> **RECORD LIST**:
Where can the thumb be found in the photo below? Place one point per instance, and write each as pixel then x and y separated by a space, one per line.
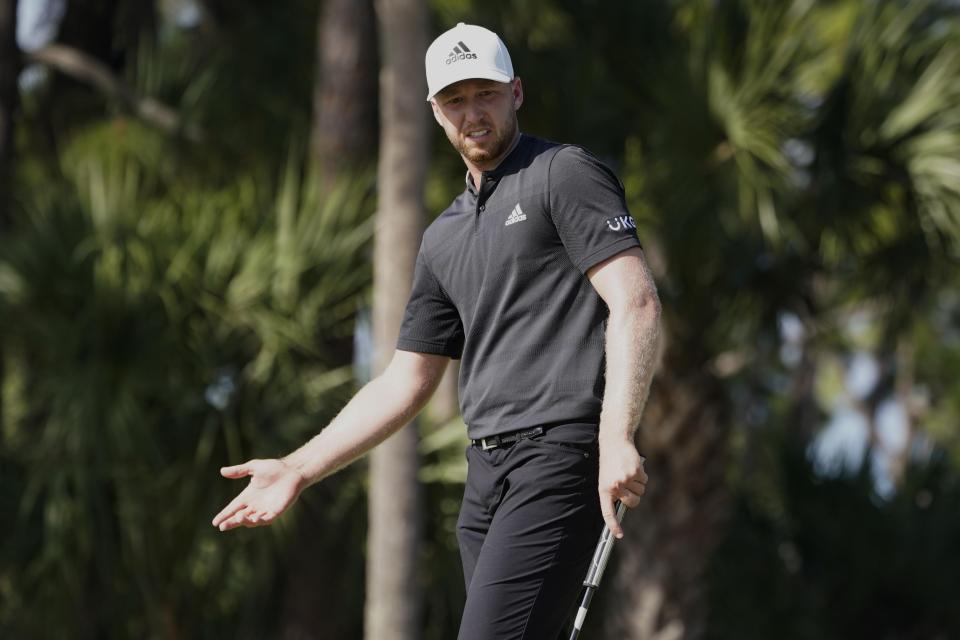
pixel 609 510
pixel 236 471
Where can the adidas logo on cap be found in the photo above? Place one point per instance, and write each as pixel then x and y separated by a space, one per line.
pixel 463 53
pixel 460 52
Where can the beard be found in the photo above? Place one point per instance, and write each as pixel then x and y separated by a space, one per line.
pixel 502 139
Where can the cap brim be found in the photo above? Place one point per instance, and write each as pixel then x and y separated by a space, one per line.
pixel 468 73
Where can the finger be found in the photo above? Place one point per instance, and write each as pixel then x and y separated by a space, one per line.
pixel 636 487
pixel 230 510
pixel 236 471
pixel 628 498
pixel 609 511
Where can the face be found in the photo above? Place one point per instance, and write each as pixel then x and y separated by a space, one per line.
pixel 480 118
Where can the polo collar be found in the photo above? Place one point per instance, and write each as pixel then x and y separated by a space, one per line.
pixel 505 165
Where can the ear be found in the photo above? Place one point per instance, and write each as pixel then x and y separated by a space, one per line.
pixel 516 87
pixel 436 111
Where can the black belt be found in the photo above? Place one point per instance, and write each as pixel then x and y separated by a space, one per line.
pixel 507 438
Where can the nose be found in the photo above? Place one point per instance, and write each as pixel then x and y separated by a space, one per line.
pixel 473 111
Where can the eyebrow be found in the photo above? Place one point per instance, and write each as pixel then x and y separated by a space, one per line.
pixel 484 84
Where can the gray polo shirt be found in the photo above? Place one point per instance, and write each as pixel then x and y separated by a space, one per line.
pixel 500 282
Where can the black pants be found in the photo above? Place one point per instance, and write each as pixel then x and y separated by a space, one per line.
pixel 528 525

> **GIVEN PROBLEM**: Recast all of the material above as a Markdown table with two columns, Row and Text, giving each line its own numbered row. Skip blank lines and leave the pictures out.

> **EXPECTED OUTPUT**:
| Row | Text |
|---|---|
| 1 | Where can the thumb be found in the photo below? Place one point per instance, and write each as pixel then x and y separated by a space, one per line. |
| 2 | pixel 609 510 |
| 3 | pixel 236 471 |
| 4 | Where can the adidas logo on cap be found in the photo above? Place one point per instance, and write each as pixel then x and y separated by a space, one per line. |
| 5 | pixel 463 53 |
| 6 | pixel 460 52 |
| 7 | Where can the beard be found in the photo above? Place one point per instance, and write each as pixel then x and y separated by a space, one per line. |
| 8 | pixel 502 139 |
| 9 | Where can the cap brim be found in the photo above? Place one point per instance, and write each as pixel then x and y separated by a space, one per line. |
| 10 | pixel 468 73 |
| 11 | Where can the finger be found in the photo above? Place one point per instance, and write each as pixel then x and y separated by a space, one per line. |
| 12 | pixel 636 487 |
| 13 | pixel 230 510 |
| 14 | pixel 236 471 |
| 15 | pixel 628 498 |
| 16 | pixel 609 511 |
| 17 | Where can the face be found in the photo above? Place one point per instance, and write each as pixel then x and y separated by a space, one per line. |
| 18 | pixel 480 118 |
| 19 | Where can the polo collar be found in the photo above? Place one point per instance, and write each as pixel then x and y separated by a space, one per line. |
| 20 | pixel 505 165 |
| 21 | Where can the ear be found in the photo above? Place one point per instance, and write each as pixel then x and y separated by a space, one per line. |
| 22 | pixel 516 87 |
| 23 | pixel 436 111 |
| 24 | Where can the black belt be found in the photo above? Place one point per instance, and write each as pixel then x and y separated by a space, one per line. |
| 25 | pixel 507 438 |
| 26 | Where can the nose be found in the photo above? Place one point per instance, and write each as pixel then x and y separated by a space, one per line. |
| 27 | pixel 473 111 |
| 28 | Where can the eyebrow be found in the photo above? Place one point per instance, and write each as pixel then x and y separated by a space, one per line. |
| 29 | pixel 484 84 |
| 30 | Where can the gray polo shirt be found in the photo above? Place one point per instance, and write each as pixel then x and y separated by a space, one per line. |
| 31 | pixel 500 282 |
| 32 | Where can the black pants be found in the photo above? Place one point per instance, and write each as pixel then x and y separated by a space, one per line. |
| 33 | pixel 528 525 |